YOUR INSTRUCTIONS :: Please reproduce word for word the stretch of the piece below on the Islamic State in the Philippines from "Wednesday, November 8, 2017" through "(By Bong Sarmiento)".

[START OF TEXT SHOWN]

Wednesday, November 8, 2017

Islamic State lurks in Philippine shadows

From the Asia Times (Nov 7): Islamic State lurks in Philippine shadows (By Bong Sarmiento)

While one terror battle has ended in the besieged city of Marawi, another looms as the extremist group's many local affiliates come under new leadership

Philippine soldiers stand guard in front of a door spray painted with "I love ISIS" graffiti after government troops cleared the area from pro-Islamic State militant groups inside the war-torn Marawi city, southern Philippines October 19, 2017. Photo: Reuters/Romeo Ranoco

Philippine soldiers stand guard in front of a door spray painted with "I love ISIS" graffiti after government troops cleared the area from pro-Islamic State militant groups inside the war-torn Marawi city, southern Philippines October 19, 2017. Photo: Reuters/Romeo Ranoco

While one terror battle has ended, the next one looms in the shadows on the southern Philippine island of Mindanao.

[END OF TEXT SHOWN]
[START OF ENTRIES]

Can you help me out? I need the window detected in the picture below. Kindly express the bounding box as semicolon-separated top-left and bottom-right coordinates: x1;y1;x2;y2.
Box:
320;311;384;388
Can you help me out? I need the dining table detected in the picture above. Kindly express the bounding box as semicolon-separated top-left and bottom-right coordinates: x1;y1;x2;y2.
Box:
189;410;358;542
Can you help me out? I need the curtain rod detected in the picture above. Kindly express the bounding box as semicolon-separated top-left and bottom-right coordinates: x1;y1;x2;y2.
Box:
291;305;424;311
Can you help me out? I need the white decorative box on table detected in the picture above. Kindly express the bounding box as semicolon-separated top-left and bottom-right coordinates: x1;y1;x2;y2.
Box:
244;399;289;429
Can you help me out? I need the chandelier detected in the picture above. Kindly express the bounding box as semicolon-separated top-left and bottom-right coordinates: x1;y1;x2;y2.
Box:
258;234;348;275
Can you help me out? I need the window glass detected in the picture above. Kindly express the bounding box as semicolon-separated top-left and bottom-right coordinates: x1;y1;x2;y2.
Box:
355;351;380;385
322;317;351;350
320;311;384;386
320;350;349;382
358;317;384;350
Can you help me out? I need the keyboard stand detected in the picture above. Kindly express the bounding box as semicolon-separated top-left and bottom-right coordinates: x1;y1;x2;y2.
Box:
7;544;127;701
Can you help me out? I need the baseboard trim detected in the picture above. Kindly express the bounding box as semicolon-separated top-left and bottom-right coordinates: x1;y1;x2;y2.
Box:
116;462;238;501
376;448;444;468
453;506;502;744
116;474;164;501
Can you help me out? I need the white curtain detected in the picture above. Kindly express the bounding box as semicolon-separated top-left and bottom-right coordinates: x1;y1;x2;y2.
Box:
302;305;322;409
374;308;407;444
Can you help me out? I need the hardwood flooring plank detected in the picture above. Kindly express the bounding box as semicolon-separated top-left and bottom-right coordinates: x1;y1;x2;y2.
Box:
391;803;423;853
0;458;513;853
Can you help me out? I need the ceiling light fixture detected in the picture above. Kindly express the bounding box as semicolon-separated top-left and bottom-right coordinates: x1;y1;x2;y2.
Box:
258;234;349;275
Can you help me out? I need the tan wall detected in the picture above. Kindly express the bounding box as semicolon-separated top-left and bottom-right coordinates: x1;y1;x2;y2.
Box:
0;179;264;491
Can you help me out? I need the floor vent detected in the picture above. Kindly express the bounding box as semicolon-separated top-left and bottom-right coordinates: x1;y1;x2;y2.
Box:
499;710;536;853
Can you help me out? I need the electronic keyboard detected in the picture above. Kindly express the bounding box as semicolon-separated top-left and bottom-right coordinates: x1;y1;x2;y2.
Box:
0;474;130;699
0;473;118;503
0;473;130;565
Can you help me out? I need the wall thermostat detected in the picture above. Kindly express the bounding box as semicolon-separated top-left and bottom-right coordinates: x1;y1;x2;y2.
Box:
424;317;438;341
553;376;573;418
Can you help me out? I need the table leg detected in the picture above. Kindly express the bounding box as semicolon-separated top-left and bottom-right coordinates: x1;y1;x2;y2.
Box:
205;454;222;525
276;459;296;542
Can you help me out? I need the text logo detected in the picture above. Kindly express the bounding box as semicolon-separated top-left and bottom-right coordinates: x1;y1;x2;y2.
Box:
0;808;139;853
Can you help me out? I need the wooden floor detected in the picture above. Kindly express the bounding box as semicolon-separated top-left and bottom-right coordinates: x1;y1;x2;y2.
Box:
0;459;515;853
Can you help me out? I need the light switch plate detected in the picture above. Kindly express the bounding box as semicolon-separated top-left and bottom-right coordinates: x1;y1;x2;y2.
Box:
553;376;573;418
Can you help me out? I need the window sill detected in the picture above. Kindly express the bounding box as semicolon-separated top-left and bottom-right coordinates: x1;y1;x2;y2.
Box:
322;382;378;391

[END OF ENTRIES]

ANSWER IN FULL ::
Wednesday, November 8, 2017

Islamic State lurks in Philippine shadows

From the Asia Times (Nov 7): Islamic State lurks in Philippine shadows (By Bong Sarmiento)